** Tarea planteada 1 **
Resume en dos oraciones el fragmento sobre la política fiscal de Miguel Sebastián que aparece más abajo.
** Tarea planteada 2 **
Prolonga el fragmento sobre la política fiscal de Miguel Sebastián a partir de su última oración.

** Fragmento del documento **
_ _ _ _ _
Miguel Sebastián, repitiendo por lo demás una idea que ya expuso al poco de entrar a asesorar a Rodríguez Zapatero en materia económica, considera que los tributos no deben perseguir ni pueden lograr ninguna redistribución de las rentas. Es el gasto público y no los ingresos el que redistribuye la renta, dice. Aquí está el meollo. De esta forma derriba el pilar central de constitución del Estado de Bienestar social, que se basaba además en un principio esencial de la socialdemocracia.
Si acudimos a la lectura de la obra clásica del neoliberalismo «Libertad de elegir», de Milton y Rose Friedman (RBA Editores, 2004), publicada por primera vez hace ya casi treinta años, nos sorprenderán las coincidencias. También los Friedman negaban la capacidad redistribuidora de la riqueza del Impuesto sobre la Renta y su progresividad. Además exponían como anexo de su libro el programa del partido socialista (¿la «vieja guardia socialista»?) al que ellos se enfrentaban por considerarlo catastrófico para la economía: «Aumento de la presión fiscal en los niveles de rentas elevados, las rentas de las sociedades y sobre las herencias, empleándose los ingresos obtenidos en pensiones a la vejez y en otras formas de seguridad social».
¿En qué consiste, pues, la «revolución» de Amparo Estrada y Miguel Sebastián? Ni más ni menos que en abandonar la política fiscal socialdemócrata y aceptar como propia la del neoliberalismo, la política que inspiró los gobiernos de Ronald Reagan y sus sucesivas contrarreformas fiscales, así como las emprendidas por el gobierno actual de George W. Bush, y desde luego la política de «capitalismo popular» de Margaret Thatcher. Es algo que ya sabíamos de nuestros ultraliberales del PSOE, pero que en esta ocasión podemos demostrar de una forma asombrosamente concreta.
El verdadero sentido del principio teórico enunciado por Miguel Sebastián de buscar la redistribución de la riqueza por el gasto público y no por los impuestos (esa «vieja pretensión de la izquierda» que ahora él sustituye por otra vieja pretensión, pero de la derecha).
Pero ¿cómo redistribuyen la renta los gastos públicos sin un sistema fiscal progresivo y a su vez redistribuidor?
La experiencia de nuestro país demuestra que un sistema fiscal fuertemente progresivo orientado a la finalidad de redistribuir la riqueza es inseparable de la existencia de unos servicios públicos universales y de calidad. Y, a la inversa, la renuncia a la redistribución de la riqueza por medio de los impuestos lleva aparejada necesariamente la destrucción de los servicios públicos. En realidad, la redistribución de la riqueza es el efecto combinado de garantizar los derechos económicos y sociales elementales a toda la ciudadanía por los poderes públicos, financiándolos con un sistema tributario que haga pagar principalmente a quienes disponen de mayores ingresos. Es el efecto combinado, pues, de ingresos y gastos públicos. Segregar ambos es una argucia reaccionaria, impropia incluso de un socialdemócrata. Cuando Miguel Sebastián se refería a los gastos públicos, no estaba pensando en realidad en servicios públicos universales y de calidad, sino en ayudas directas, esto es, el pago de dinero en efectivo a los ciudadanos. ¡Pero si esto es el sistema de bonos propuesto por Milton y Rose Friedman hace tres décadas.
_ _ _ _ _
Datos extraídos de una colección
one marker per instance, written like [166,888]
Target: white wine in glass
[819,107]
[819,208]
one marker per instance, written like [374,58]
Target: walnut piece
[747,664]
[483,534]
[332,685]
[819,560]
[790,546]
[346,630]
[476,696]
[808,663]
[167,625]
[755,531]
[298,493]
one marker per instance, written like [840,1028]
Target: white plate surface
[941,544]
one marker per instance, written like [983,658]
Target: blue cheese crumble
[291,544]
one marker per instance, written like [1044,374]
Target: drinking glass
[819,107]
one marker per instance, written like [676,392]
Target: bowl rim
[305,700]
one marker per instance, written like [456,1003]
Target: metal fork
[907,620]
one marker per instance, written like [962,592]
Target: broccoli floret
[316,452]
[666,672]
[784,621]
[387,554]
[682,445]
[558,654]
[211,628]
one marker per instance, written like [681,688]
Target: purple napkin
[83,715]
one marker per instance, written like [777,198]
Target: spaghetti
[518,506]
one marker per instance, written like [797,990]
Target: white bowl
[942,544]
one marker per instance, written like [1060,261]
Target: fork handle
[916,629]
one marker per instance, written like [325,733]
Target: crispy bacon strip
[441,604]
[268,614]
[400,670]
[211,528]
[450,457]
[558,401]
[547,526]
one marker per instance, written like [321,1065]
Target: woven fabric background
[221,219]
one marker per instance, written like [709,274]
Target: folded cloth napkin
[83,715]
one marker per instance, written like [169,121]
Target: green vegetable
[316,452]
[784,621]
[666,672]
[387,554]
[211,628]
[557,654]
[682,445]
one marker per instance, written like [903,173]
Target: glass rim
_ _ _ _ _
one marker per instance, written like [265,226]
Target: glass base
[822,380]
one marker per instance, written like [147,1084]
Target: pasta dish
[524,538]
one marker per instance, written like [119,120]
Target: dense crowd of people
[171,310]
_ _ _ _ _
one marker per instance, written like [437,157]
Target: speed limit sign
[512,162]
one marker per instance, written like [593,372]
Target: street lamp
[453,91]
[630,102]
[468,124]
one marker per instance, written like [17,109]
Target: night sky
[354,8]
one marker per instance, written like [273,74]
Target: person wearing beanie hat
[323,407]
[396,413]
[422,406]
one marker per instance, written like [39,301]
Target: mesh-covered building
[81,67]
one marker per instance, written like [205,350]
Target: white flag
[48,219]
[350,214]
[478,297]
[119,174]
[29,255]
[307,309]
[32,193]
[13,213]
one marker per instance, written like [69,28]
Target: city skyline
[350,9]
_ _ _ _ _
** Respuesta del ejercicio 1 **
Miguel Sebastián sostiene que los impuestos no deben ni pueden redistribuir la renta y que esa función corresponde al gasto público, una tesis que coincide con la de Milton y Rose Friedman en «Libertad de elegir». Frente a ello, el texto afirma que la redistribución es el efecto combinado de ingresos y gastos públicos, que renunciar a redistribuir mediante los impuestos conlleva la destrucción de los servicios públicos y que las ayudas directas en que piensa Sebastián equivalen al sistema de bonos de los Friedman.

** Respuesta del ejercicio 2 **
El ejemplo escogido por el autor merece premio al ingenio, o al humor. «Las ayudas directas son, de hecho -nos dice-, mucho más redistributivas que los impuestos. El cheque-bebé de 2.500 euros impulsado por el presidente del Gobierno estaría en esta categoría. Es progresivo porque 2.500 euros para una familia millonaria apenas supone nada, pero sí es mucho para una familia que gane 2.000 euros al mes».
Sí, sí, yo también tuve que leerlo cinco veces para creérmelo, pero les aseguro que es esto lo escrito por el profesor Miguel Sebastián.
Es decir, que renunciamos a reducir las diferencias de riqueza existentes en nuestro país por medio de un sistema fiscal progresivo, luego pagamos la misma cantidad por nacimiento de hijo a todas las familias que lo tengan, sean ricos o pobres, y la renta quedará milagrosamente redistribuida. No porque se acorte de verdad la diferencia de riqueza, naturalmente, ya que les estamos dando la misma cantidad independientemente de sus ingresos, sino porque al millonario le parecerá una nadería y al pobre de solemnidad un Potosí.
Miguel Sebastián debería reconocer que no busca la redistribución de la renta, sino la simple sensación subjetiva de salir de la miseria.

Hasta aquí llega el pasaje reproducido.